▶ _WRITTEN REQUEST_: Extract every line starting at the line that contains "of the tall" and ending with the final line of the data, inclusive; give only those lines, word for word.

▶ _EXCERPTED RECORDS_:
— START —

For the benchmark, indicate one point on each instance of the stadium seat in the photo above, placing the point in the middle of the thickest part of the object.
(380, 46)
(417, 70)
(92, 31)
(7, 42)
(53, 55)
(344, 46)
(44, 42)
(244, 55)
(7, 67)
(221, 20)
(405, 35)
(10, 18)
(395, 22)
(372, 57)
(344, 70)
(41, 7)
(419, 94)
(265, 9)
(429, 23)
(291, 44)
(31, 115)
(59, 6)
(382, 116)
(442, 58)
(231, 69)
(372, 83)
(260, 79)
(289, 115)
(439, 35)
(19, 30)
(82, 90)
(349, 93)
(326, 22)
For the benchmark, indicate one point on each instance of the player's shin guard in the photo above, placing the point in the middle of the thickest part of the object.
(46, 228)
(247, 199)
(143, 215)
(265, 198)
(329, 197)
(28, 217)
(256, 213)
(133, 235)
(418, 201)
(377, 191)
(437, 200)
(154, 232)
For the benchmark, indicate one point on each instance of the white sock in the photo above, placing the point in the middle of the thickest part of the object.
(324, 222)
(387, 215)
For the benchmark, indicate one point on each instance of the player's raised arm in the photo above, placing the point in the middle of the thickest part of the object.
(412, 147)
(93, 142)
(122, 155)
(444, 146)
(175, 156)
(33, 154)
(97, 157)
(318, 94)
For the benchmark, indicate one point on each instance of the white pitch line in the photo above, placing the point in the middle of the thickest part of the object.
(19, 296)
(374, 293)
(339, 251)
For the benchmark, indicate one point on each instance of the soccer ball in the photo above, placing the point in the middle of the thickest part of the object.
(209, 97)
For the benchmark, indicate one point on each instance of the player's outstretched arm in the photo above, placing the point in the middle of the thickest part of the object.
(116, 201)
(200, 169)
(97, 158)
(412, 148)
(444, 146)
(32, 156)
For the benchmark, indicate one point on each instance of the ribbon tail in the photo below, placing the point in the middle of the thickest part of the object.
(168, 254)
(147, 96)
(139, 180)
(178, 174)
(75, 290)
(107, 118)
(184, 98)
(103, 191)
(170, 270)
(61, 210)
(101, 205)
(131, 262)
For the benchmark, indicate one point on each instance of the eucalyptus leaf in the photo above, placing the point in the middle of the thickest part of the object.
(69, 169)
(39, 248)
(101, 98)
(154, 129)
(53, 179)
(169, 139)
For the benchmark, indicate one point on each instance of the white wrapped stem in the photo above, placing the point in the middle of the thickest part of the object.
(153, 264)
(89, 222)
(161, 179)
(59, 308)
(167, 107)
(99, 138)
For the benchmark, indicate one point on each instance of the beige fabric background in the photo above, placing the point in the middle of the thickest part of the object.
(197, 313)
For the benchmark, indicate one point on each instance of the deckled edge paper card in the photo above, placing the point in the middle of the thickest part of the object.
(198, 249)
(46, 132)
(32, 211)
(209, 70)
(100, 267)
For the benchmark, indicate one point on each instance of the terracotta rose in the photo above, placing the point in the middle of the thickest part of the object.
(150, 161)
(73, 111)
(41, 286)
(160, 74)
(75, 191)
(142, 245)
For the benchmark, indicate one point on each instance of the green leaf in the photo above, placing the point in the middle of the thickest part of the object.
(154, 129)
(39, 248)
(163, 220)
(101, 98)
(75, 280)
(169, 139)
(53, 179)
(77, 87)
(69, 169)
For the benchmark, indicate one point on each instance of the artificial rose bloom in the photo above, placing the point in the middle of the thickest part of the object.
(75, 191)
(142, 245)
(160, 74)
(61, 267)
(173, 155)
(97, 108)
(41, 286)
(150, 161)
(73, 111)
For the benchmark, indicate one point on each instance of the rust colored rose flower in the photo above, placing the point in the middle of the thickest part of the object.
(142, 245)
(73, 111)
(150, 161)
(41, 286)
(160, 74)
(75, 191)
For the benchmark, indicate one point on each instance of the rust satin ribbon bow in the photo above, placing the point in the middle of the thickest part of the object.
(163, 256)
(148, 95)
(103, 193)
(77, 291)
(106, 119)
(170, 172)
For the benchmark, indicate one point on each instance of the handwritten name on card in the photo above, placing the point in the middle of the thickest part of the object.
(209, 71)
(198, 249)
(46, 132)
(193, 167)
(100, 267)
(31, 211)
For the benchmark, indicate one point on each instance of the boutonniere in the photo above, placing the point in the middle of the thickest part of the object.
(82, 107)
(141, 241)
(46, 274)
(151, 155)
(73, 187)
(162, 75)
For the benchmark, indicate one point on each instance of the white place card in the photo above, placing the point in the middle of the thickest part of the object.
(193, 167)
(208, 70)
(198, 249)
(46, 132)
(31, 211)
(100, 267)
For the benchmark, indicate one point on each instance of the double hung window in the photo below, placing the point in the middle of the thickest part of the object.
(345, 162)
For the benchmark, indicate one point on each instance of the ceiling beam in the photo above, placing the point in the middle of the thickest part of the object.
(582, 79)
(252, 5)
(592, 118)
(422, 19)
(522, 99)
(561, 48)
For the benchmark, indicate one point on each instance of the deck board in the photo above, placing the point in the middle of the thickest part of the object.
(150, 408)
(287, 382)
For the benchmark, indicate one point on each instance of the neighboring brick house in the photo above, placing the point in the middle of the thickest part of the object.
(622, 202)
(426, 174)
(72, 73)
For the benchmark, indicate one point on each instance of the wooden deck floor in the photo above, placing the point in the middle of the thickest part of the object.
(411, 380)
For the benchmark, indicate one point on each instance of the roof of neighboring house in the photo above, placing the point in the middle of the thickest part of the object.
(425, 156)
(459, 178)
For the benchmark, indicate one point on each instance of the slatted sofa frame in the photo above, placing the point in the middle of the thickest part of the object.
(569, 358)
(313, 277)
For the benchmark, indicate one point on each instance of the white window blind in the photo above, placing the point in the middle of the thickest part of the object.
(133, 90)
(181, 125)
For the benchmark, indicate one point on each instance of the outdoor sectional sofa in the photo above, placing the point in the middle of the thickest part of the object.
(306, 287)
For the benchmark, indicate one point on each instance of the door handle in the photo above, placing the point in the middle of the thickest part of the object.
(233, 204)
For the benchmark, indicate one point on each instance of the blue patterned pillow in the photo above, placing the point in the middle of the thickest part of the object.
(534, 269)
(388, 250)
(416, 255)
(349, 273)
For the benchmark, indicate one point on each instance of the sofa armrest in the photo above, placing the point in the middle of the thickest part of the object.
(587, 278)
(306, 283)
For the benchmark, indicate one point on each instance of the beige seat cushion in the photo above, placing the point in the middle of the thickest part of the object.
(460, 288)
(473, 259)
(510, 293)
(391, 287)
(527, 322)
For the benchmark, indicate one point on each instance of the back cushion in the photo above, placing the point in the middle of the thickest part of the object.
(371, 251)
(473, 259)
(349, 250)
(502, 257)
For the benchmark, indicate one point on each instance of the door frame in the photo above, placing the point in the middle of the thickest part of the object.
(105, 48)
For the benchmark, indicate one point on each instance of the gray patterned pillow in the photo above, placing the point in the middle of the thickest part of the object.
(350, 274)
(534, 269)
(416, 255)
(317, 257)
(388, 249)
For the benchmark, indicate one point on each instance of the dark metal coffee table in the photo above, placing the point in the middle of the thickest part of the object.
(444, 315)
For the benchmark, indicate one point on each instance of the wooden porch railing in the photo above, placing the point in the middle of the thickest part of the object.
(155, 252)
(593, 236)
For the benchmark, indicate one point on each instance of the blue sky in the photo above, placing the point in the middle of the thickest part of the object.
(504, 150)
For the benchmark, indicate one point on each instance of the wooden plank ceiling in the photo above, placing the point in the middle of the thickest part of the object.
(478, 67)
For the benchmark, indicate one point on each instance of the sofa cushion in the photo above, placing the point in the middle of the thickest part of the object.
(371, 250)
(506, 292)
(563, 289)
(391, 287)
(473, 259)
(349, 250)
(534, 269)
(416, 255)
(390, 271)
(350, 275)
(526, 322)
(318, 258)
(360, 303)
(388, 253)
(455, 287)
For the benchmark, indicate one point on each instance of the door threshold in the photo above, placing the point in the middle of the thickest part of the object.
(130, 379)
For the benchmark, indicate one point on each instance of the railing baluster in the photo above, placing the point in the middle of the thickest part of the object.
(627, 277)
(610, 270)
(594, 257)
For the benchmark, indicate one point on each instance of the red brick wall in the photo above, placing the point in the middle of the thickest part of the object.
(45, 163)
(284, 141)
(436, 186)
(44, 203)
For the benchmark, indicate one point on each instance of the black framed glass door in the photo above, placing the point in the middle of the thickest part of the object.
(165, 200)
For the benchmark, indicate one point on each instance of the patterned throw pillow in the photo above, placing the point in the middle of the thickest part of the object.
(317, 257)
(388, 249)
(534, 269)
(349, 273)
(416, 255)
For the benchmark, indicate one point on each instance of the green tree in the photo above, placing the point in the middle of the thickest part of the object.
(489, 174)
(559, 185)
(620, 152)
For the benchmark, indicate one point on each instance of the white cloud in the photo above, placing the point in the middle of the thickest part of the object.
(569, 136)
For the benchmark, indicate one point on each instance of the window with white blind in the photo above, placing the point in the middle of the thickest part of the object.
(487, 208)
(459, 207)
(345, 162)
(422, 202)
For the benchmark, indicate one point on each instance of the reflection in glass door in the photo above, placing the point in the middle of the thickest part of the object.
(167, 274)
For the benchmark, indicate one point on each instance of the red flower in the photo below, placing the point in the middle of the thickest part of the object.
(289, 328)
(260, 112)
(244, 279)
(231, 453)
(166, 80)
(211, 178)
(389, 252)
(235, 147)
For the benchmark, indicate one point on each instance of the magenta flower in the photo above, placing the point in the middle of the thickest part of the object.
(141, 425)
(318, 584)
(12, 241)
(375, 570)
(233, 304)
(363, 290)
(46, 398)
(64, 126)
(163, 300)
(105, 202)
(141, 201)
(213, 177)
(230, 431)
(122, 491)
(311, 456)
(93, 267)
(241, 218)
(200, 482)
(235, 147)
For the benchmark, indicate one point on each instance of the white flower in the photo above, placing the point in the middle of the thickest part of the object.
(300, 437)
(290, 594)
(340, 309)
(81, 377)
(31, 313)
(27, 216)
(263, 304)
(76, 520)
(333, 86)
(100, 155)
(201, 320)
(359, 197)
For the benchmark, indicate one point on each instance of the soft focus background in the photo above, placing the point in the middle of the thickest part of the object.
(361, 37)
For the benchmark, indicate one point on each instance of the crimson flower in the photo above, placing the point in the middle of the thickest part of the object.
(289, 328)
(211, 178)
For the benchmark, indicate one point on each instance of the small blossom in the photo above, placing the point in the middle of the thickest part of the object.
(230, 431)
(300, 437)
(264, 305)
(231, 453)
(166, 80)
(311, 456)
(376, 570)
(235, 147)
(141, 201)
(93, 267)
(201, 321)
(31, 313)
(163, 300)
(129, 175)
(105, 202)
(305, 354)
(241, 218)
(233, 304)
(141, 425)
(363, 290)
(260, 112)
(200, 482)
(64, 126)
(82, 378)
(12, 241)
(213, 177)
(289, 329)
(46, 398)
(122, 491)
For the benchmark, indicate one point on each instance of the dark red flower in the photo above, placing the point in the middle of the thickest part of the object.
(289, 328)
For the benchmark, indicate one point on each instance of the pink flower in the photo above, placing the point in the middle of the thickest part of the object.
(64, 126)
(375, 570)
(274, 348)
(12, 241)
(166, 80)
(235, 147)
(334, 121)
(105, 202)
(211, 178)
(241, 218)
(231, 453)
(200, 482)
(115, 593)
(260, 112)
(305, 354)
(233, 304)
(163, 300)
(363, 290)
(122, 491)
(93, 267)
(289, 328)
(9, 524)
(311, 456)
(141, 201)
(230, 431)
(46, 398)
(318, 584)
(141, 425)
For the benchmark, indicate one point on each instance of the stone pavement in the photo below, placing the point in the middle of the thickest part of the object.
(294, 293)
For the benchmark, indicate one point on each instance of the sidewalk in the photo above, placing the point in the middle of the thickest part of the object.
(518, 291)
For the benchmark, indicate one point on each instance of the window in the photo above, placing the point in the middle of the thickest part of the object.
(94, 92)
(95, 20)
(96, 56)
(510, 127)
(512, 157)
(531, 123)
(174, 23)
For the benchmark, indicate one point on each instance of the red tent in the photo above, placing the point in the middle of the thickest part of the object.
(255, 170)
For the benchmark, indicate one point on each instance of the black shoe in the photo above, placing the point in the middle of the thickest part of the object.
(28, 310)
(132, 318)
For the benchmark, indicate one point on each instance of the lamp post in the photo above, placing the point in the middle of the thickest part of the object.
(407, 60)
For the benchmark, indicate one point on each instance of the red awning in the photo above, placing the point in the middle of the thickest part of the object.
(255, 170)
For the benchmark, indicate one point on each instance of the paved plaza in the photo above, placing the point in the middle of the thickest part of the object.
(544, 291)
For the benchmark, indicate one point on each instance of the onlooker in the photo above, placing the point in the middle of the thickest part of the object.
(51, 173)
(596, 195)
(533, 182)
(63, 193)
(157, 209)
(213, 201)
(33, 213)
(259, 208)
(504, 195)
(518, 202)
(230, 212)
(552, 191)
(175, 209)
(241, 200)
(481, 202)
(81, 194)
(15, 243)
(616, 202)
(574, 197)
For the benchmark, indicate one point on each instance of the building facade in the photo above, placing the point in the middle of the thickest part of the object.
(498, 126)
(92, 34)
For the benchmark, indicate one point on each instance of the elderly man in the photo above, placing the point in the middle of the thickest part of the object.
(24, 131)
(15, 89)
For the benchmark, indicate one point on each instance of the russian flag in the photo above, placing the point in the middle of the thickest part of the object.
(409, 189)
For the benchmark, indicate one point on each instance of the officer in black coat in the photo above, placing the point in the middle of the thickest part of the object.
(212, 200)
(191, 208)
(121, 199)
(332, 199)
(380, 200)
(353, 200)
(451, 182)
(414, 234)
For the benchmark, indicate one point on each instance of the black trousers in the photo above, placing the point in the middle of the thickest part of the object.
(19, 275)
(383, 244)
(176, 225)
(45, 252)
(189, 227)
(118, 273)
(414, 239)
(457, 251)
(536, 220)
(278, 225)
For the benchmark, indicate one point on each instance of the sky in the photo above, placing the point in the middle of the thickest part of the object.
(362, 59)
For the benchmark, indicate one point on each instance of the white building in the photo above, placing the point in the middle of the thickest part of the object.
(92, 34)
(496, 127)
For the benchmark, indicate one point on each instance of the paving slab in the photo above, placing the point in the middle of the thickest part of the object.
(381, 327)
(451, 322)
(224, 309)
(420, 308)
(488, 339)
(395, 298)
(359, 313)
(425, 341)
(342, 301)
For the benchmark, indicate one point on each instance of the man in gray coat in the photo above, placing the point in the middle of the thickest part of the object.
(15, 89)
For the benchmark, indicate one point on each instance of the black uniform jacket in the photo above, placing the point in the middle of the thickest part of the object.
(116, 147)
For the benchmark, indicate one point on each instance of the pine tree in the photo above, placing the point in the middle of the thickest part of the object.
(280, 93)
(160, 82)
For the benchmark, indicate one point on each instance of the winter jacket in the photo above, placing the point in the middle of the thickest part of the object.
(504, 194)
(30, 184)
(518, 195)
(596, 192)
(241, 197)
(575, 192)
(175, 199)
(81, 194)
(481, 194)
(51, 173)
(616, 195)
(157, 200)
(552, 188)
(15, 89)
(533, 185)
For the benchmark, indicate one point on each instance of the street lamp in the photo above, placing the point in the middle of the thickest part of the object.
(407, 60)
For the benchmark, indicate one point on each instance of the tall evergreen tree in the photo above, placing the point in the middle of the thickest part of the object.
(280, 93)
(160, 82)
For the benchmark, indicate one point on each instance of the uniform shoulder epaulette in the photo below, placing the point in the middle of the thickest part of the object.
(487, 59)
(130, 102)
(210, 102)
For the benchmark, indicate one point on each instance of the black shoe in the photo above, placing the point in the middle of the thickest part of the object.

— END —

▶ _TASK ANSWER_:
For the benchmark, indicate one point on each instance of the tall evergreen tree in the photo above, placing the point in the middle of the thickest part of the object.
(280, 93)
(160, 82)
For the benchmark, indicate one point on each instance of the uniform shoulder epaulette in the photo below, placing the point in the middle of the thickest part of the object.
(487, 59)
(130, 102)
(210, 102)
For the benchmark, indicate one point on each instance of the black shoe in the photo above, placing the point in the middle of the thickest part of the object.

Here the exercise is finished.